▶ **Exercise prompt**
Pull out every line of the listing below that contains the string "window", and copy each one unchanged.

▶ **Supplied data**

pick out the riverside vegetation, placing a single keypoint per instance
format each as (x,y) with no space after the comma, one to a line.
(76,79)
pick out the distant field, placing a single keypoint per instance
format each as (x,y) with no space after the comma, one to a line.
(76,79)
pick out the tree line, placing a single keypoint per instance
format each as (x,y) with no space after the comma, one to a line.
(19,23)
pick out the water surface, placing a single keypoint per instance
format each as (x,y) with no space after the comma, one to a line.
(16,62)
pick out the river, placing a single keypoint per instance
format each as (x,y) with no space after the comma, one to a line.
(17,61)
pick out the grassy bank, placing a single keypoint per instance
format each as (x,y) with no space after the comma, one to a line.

...

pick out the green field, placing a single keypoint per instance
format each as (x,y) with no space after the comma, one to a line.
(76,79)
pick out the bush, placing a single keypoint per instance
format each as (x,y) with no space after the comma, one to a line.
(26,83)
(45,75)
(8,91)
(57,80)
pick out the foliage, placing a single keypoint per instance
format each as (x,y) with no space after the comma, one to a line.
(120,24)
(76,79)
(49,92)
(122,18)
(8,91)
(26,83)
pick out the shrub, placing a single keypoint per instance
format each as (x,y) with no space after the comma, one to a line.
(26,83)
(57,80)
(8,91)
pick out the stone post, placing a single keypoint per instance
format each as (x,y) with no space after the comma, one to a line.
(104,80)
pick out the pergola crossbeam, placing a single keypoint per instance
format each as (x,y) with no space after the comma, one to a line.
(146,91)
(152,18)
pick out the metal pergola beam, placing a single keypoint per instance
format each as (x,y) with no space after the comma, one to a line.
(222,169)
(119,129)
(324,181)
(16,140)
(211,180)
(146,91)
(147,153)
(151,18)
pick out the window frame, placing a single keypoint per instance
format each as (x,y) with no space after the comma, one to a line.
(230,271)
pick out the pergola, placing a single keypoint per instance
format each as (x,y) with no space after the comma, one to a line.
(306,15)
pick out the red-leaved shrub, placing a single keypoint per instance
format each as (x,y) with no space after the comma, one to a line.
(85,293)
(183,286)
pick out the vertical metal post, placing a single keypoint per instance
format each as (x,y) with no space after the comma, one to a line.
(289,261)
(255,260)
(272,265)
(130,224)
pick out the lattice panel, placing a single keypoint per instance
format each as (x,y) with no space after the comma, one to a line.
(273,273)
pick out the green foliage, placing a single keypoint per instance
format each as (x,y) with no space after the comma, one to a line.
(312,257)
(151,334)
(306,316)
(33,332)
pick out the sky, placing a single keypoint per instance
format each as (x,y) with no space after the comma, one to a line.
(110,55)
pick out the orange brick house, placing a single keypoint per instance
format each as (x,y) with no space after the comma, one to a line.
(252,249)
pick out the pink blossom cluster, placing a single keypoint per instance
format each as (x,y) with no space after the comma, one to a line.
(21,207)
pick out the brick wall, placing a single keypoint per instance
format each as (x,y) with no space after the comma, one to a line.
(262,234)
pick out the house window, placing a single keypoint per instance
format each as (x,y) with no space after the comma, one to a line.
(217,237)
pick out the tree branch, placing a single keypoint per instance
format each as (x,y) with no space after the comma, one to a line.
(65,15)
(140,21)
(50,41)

--

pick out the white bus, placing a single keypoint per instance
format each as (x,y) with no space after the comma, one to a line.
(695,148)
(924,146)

▶ **Complete output**
pick out the window frame, placing a single keypoint per instance
pick out the house window, placing a single keypoint per instance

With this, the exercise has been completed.